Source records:
---*---

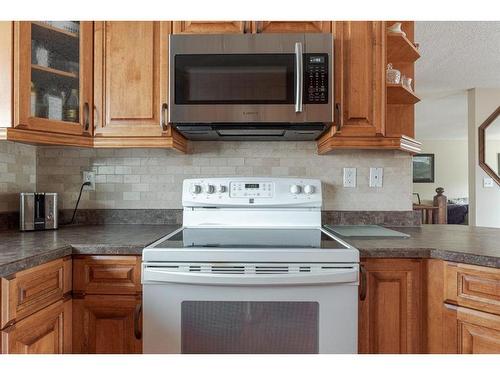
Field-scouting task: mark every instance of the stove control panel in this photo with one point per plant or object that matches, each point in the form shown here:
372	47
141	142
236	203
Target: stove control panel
251	191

---*---

Keep every word of the records above exactly, and return them with no pictures.

• SOLUTION TO THE PROBLEM
Field-scouting task: mark every instance of the stove control panel in this photo with one point per plant or object that matches, each point in the form shown here:
372	47
141	142
236	203
Target: stove control panel
251	191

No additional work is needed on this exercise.